### TEXT PASSAGE
MELINTA THERAPEUTICS, INC.

(F/K/A CEMPRA, INC.)

NOTICE OF EXERCISE

Melinta Therapeutics, Inc.

Date of Exercise:

Ladies and Gentlemen:

This constitutes notice under my stock option that I elect to purchase the number of shares for the price set forth below.

 

Type of option:    Nonstatutory Stock Option
Stock option dated:    November 3, 2017
Number of shares as to which option is exercised:   
Shares to be issued in name of:    Daniel Mark Wechsler
Total exercise price:    $            
Cash payment delivered herewith:    $            
Value of shares of Melinta Therapeutics, Inc.   

Common Stock delivered herewith1:

   $            

By this exercise, I agree (i) to provide such additional documents as you may require, and (ii) to provide for the payment by me to you (in the manner designated by you) of your withholding obligation, if any, relating to the exercise of this option.

Very truly yours,

 

 

Name:

 

1  Shares must meet the public trading requirements set forth in the option. Shares must be valued on the date of exercise and the option being exercised, and must be owned free and clear of any liens, claims, encumbrances or security interests. Certificates must be endorsed or accompanied by an executed assignment separate from certificate.

(Referring expression pointing data)
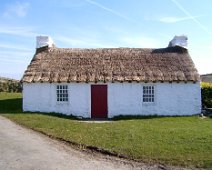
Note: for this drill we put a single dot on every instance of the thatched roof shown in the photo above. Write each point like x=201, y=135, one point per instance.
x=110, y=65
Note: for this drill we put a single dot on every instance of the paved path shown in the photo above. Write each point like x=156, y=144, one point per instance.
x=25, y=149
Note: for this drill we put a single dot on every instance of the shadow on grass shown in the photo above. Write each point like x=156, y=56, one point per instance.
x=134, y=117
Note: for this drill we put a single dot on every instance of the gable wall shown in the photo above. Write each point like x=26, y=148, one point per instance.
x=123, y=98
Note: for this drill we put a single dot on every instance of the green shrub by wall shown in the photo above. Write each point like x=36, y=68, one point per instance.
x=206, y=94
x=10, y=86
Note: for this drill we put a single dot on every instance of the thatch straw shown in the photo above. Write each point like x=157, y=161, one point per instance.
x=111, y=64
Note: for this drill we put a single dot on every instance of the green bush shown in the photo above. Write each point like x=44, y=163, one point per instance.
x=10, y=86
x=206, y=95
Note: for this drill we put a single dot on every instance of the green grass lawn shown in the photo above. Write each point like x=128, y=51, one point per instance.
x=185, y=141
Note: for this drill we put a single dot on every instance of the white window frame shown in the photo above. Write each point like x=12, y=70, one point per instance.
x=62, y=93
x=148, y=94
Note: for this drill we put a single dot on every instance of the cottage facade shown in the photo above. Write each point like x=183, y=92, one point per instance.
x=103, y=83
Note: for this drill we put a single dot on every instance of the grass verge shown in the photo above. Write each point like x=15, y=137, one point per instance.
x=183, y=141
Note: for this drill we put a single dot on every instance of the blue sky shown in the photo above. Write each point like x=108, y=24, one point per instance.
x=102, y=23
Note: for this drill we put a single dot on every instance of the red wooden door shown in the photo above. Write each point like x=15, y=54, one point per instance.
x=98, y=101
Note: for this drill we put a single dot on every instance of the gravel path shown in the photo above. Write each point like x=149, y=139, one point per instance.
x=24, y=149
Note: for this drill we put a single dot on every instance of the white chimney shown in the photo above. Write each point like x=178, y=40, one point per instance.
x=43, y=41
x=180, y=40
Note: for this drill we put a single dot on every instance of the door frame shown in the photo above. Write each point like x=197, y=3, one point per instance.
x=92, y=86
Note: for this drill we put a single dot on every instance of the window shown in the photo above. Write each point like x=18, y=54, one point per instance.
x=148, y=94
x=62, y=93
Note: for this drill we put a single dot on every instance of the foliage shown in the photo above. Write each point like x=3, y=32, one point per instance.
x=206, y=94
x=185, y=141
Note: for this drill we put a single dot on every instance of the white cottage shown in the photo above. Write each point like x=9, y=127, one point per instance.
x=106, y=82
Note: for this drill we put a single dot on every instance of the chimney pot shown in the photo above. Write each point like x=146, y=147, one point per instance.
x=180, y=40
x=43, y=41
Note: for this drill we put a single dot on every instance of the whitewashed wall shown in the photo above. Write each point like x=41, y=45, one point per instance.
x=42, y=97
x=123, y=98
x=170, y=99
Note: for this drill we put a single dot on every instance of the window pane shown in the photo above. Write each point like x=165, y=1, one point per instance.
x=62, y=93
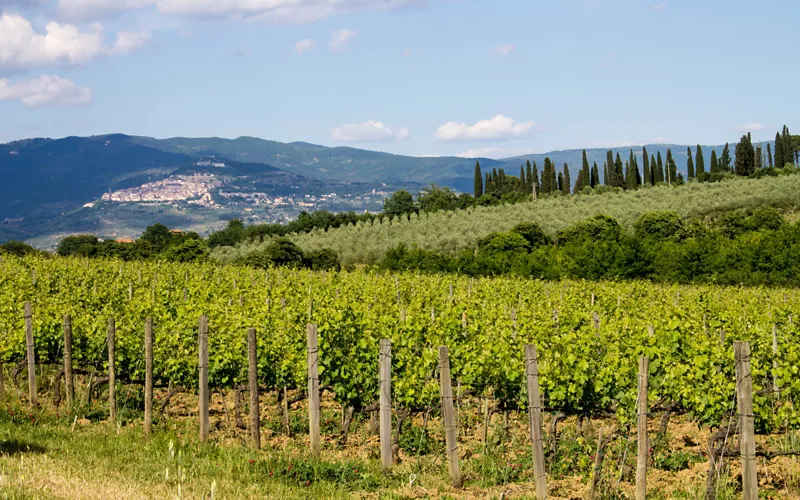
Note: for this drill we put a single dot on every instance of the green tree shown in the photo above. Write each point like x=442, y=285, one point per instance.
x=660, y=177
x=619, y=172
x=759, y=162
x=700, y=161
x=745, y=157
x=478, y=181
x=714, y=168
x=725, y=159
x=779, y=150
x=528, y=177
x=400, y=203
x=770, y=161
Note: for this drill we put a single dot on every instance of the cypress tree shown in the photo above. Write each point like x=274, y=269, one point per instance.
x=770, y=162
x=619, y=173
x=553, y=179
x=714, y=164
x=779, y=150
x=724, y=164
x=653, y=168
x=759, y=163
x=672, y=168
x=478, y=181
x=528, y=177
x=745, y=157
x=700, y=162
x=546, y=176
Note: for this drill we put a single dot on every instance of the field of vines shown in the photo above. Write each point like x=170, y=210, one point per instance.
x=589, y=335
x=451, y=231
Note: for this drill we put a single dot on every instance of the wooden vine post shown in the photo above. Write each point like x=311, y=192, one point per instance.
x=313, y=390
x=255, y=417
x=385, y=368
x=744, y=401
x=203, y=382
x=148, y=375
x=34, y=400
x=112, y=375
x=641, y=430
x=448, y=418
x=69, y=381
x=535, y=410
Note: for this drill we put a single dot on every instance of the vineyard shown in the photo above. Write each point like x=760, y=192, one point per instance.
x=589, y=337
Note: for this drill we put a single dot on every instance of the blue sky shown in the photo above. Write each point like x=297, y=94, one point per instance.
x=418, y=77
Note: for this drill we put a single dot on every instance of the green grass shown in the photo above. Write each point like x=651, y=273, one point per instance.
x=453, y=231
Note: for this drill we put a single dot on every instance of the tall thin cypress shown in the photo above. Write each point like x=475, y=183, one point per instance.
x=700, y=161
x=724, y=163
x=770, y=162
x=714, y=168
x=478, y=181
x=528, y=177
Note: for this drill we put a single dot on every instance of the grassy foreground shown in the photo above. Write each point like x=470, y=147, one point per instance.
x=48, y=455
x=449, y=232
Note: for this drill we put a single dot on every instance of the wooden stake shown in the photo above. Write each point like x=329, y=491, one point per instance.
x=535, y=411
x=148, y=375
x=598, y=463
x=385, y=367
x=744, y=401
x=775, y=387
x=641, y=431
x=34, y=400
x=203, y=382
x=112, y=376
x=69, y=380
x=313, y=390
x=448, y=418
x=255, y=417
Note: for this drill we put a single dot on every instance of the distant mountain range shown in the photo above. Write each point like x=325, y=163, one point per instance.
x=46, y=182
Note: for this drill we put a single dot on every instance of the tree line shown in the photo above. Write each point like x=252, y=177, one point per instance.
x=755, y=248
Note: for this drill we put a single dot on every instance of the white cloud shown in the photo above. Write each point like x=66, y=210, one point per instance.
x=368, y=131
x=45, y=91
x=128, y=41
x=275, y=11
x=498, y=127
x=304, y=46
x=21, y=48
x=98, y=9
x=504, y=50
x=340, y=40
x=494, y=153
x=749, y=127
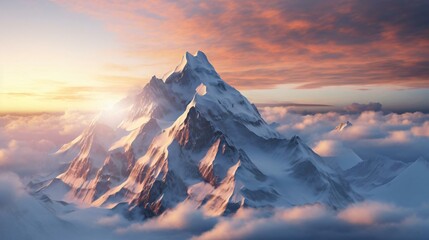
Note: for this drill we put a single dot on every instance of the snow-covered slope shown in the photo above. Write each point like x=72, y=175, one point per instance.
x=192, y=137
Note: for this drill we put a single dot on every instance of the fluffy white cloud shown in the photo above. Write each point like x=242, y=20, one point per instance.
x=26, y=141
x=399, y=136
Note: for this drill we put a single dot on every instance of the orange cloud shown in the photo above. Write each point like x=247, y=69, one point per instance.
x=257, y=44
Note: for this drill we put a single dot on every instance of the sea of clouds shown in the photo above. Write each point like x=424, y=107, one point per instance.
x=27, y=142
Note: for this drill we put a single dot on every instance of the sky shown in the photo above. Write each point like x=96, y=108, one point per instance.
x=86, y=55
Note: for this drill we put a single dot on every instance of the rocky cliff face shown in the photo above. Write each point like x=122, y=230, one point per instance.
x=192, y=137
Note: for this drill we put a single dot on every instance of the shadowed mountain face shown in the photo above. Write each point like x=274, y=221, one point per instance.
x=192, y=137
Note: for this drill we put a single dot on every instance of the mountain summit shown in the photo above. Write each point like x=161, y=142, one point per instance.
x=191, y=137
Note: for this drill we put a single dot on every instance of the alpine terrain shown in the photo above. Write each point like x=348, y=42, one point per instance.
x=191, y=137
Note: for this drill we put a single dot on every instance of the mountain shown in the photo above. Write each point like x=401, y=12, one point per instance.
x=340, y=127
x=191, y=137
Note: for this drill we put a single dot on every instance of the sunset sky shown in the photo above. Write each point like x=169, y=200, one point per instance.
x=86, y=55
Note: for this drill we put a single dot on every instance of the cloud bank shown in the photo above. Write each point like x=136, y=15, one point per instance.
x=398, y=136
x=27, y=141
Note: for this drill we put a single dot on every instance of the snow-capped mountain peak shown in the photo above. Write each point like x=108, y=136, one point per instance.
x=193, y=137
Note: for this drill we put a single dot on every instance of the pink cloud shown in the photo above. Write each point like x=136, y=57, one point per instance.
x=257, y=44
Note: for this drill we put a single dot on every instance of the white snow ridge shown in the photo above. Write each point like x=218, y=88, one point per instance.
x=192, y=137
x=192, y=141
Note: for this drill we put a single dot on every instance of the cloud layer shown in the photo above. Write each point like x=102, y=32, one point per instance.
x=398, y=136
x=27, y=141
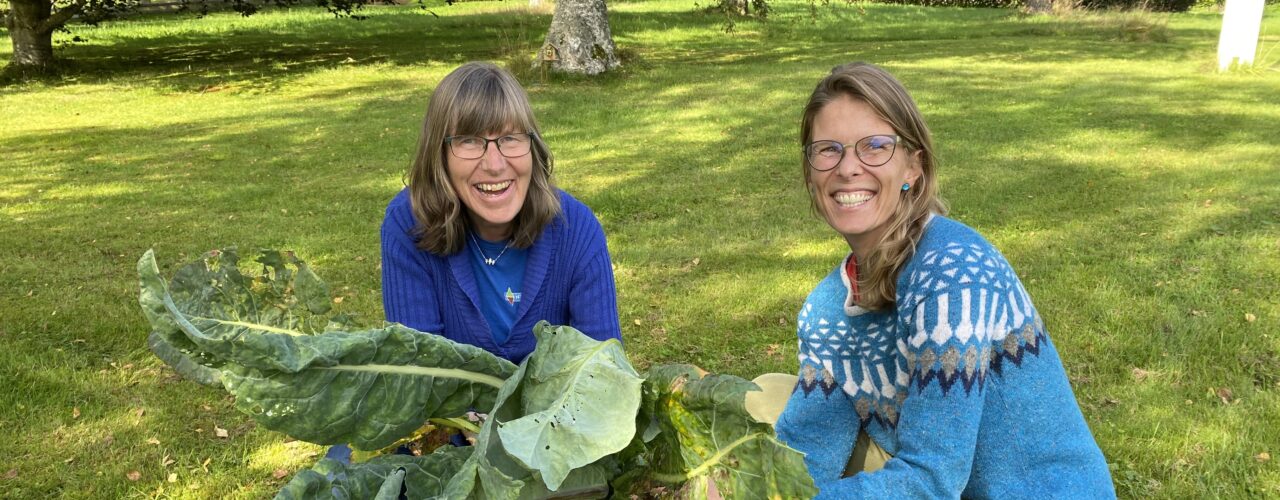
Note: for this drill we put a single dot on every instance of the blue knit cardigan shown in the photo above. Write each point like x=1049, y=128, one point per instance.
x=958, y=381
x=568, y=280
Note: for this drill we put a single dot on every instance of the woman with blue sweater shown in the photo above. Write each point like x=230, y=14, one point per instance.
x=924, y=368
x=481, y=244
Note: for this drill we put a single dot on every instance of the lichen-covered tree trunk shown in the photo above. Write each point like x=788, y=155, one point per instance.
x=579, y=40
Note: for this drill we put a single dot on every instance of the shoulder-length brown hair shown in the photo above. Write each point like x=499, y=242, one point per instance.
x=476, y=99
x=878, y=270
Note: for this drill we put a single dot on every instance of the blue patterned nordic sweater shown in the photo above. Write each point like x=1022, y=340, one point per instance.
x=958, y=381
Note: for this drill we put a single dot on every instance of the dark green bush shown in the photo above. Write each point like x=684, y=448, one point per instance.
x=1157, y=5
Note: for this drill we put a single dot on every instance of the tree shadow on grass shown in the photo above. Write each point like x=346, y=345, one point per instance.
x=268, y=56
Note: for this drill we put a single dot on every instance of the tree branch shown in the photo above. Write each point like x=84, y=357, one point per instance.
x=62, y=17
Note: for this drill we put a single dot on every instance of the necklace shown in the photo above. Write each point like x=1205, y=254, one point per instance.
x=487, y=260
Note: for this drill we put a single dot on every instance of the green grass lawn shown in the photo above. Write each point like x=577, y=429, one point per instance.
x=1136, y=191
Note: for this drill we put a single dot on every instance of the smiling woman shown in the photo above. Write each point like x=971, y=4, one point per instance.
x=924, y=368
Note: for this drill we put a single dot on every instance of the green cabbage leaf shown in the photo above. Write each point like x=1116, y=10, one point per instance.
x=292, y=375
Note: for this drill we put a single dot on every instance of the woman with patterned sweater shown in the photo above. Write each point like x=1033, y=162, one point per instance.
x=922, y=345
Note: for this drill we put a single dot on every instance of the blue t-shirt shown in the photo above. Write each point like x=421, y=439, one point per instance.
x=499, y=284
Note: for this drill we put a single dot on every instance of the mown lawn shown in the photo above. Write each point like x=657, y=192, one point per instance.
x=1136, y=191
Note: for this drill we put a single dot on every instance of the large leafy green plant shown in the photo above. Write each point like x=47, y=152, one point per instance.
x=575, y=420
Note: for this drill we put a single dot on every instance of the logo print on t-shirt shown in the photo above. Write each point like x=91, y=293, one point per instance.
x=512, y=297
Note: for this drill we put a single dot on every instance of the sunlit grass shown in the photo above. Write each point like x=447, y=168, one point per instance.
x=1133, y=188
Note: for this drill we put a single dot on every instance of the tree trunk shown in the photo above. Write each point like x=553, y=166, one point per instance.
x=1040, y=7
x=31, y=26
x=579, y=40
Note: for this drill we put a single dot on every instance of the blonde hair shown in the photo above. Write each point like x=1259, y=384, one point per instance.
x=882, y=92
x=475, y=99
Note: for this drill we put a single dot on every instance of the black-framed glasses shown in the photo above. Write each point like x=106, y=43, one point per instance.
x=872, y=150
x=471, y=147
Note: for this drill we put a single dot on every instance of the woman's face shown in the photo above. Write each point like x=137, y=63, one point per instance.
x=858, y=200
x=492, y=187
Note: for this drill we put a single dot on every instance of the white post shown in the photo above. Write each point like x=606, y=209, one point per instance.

### EXERCISE DESCRIPTION
Rewrite the stock option exercise notice starting at "Type of option:    Nonstatutory" and ending at "of this option.", swapping "Nonstatutory Stock Option" for "Incentive Stock Option".

### RESULT
Type of option:    Incentive Stock Option
Stock option dated:    November 3, 2017
Number of shares as to which option is exercised:   
Shares to be issued in name of:    Daniel Mark Wechsler
Total exercise price:    $            
Cash payment delivered herewith:    $            
Value of shares of Melinta Therapeutics, Inc.   

Common Stock delivered herewith1:

   $            

By this exercise, I agree (i) to provide such additional documents as you may require, and (ii) to provide for the payment by me to you (in the manner designated by you) of your withholding obligation, if any, relating to the exercise of this option.